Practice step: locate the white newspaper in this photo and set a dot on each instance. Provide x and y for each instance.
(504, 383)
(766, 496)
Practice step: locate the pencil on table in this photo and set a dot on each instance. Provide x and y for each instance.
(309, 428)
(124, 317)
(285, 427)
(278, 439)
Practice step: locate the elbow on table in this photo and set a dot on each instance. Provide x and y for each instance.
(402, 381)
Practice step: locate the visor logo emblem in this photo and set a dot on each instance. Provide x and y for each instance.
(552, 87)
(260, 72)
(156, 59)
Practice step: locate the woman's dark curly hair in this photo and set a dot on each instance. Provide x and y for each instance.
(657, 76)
----------------------------------------
From the line containing "Practice step: locate the woman's" down to the last line of the data above, copy every line exactly; leave out all other lines.

TASK OUTPUT
Practice step: locate the woman's dark curly hair in this photo and set a dot on each instance. Provide x and y for each instance.
(657, 76)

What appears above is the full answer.